● **Exercise description**
Starting at the line that holds "grate in the photo above." and stopping at the line that holds "yellow bell pepper strip in the photo above.", restate the records below word for word, with both of those lines included.

● **Task material**
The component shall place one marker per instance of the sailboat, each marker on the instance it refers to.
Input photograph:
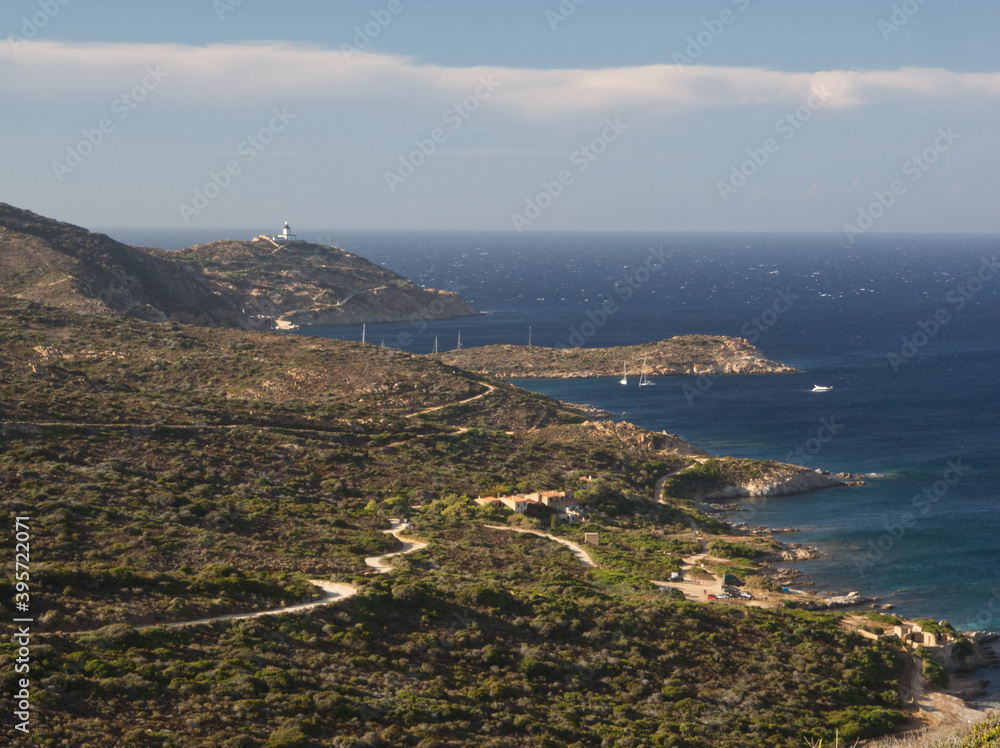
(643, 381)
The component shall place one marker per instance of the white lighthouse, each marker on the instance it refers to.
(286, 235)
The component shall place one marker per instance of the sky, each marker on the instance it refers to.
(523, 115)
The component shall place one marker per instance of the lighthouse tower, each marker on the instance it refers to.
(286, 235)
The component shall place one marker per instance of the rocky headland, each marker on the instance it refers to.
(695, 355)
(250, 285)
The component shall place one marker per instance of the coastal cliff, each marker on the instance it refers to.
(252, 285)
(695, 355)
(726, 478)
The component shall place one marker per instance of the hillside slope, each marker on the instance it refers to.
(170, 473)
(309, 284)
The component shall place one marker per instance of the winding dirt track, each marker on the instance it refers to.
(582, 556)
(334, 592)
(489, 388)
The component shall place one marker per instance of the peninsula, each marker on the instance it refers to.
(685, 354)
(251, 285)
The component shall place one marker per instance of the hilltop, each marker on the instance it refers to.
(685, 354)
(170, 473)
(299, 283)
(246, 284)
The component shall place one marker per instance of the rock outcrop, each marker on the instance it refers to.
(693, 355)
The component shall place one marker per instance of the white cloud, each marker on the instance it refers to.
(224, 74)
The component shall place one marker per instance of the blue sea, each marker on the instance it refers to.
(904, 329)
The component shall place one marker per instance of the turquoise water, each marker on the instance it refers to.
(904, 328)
--
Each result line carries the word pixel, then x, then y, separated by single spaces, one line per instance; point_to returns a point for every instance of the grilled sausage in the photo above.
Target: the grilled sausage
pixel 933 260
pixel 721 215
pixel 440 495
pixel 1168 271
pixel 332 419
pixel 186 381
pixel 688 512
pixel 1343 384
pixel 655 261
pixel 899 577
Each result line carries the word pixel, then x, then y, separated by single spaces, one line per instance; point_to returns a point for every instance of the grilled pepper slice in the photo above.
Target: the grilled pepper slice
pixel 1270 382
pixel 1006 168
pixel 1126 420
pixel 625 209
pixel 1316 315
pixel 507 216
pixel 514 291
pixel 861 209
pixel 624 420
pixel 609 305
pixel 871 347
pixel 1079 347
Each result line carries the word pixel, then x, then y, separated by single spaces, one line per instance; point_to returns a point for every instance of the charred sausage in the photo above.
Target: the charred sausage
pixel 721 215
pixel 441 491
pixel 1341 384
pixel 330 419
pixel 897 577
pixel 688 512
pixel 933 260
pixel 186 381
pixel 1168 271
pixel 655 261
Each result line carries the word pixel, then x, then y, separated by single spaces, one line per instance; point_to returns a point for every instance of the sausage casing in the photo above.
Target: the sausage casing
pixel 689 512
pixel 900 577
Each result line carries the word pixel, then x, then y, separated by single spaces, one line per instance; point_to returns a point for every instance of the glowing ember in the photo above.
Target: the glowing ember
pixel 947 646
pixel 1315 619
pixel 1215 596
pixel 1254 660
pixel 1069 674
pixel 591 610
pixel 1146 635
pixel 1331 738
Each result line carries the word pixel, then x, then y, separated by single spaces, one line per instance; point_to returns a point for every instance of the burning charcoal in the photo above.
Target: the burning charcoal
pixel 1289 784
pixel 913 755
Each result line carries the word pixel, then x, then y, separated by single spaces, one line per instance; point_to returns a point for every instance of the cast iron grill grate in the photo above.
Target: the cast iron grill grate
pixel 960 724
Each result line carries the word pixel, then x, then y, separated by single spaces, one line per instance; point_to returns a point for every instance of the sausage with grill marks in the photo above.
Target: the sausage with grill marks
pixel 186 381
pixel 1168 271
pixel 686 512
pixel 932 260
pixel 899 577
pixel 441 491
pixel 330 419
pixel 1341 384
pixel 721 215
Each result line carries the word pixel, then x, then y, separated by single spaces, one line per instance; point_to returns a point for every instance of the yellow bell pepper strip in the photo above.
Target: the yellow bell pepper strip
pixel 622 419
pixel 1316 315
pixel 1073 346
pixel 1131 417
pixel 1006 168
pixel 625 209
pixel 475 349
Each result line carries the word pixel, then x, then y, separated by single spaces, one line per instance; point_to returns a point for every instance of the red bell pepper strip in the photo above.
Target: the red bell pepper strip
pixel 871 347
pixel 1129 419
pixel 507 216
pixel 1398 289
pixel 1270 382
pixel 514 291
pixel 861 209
--
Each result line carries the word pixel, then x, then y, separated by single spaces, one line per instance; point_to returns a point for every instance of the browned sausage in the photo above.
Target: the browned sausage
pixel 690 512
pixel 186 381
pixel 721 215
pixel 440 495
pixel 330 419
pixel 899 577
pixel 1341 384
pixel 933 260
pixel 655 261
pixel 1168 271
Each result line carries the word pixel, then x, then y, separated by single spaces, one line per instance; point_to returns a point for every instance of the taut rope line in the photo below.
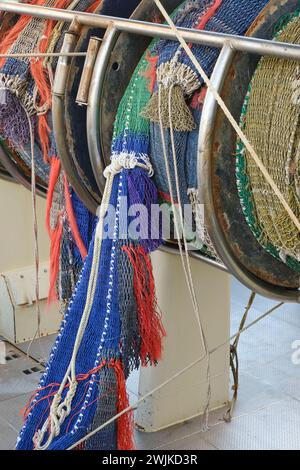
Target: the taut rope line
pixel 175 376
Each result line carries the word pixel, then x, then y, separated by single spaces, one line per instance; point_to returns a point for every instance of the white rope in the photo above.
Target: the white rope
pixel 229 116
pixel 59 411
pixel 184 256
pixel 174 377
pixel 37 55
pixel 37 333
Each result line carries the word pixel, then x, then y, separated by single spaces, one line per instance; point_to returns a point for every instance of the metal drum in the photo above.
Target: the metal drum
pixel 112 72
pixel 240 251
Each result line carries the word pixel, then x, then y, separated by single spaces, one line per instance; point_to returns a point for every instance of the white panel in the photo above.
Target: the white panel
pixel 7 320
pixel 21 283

● **Finished exercise**
Each result line carries the word pixel, then x, then y, separated by single spaces, one line per instance; point_to returns a point for every instance of the cast iron grill grate in the photo above.
Target: the cast iron grill grate
pixel 960 724
Each result line carries the word pixel, then x, then y, separated by single spaces, one line per instance; point_to returns a point for every instance of the sausage with grill marks in the photo above.
Target: the sausage with grill marks
pixel 186 381
pixel 1168 271
pixel 686 512
pixel 932 260
pixel 899 577
pixel 441 491
pixel 330 419
pixel 1341 384
pixel 721 215
Each result line carries the word pixel, then x, then y, separated by single spaces, one line per instance; point_to returns a point for every instance of the yellow bell pepper strip in the photo above.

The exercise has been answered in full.